## Exercise description
Copy the records from the line containing "Q: Provide one point on every instance of the dry" through the end of the records, changing "pine sapling" to "young pine" and leaving everything else as it is.

[start Supplied entries]

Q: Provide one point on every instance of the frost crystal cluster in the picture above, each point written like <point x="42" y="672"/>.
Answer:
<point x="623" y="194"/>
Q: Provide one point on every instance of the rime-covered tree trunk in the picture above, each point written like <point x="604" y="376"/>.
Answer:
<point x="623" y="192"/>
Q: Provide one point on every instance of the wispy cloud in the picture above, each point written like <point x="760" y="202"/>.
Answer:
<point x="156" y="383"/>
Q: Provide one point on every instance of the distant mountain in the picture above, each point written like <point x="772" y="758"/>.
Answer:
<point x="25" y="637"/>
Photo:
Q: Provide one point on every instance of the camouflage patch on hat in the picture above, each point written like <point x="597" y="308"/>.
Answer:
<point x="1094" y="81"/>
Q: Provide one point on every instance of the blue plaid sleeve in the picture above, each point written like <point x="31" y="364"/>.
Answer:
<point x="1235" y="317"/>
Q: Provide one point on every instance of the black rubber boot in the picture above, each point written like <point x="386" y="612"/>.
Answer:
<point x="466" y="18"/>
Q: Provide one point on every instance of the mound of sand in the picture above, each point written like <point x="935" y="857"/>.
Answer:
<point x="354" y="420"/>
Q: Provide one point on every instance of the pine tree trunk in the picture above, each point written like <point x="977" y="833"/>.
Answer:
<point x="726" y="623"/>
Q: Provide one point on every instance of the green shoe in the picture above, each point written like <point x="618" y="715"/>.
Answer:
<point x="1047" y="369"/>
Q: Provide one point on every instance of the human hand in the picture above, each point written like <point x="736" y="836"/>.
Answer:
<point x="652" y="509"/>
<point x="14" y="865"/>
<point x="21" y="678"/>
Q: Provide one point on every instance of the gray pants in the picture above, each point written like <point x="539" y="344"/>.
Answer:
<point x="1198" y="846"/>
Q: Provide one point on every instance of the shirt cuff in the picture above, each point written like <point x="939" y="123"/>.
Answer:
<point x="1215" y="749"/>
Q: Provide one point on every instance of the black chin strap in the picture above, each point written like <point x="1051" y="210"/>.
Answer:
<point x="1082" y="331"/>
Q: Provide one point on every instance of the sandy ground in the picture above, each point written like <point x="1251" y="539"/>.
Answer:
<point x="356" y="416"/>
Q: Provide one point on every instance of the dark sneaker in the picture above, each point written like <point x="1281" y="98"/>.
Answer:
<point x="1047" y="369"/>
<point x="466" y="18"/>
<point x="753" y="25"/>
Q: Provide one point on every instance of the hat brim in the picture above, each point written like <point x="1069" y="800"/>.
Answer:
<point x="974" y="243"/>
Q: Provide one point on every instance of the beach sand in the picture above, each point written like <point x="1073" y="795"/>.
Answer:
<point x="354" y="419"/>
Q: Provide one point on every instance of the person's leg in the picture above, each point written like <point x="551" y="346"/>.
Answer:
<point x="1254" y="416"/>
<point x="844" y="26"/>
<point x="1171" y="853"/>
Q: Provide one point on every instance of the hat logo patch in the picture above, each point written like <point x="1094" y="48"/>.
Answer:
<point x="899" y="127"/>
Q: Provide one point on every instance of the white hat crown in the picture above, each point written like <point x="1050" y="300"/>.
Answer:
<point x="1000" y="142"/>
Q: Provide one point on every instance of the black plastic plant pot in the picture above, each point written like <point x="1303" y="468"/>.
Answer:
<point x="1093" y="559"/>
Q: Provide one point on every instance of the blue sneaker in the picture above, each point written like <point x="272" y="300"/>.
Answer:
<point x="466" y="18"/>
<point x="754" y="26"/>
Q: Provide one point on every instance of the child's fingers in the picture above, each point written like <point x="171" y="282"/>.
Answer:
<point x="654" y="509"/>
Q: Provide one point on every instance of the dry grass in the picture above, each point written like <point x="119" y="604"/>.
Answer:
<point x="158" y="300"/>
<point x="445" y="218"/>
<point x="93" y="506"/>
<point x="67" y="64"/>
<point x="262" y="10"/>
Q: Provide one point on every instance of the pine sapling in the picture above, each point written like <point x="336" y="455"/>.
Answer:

[end Supplied entries]

## Written reply
Q: Provide one point on every instance of the dry grass in the picture above, each point written like <point x="119" y="604"/>.
Answer:
<point x="158" y="300"/>
<point x="445" y="218"/>
<point x="93" y="506"/>
<point x="67" y="64"/>
<point x="262" y="10"/>
Q: Provide one point on every instance of the young pine in the picture above, each point written like <point x="336" y="455"/>.
Answer:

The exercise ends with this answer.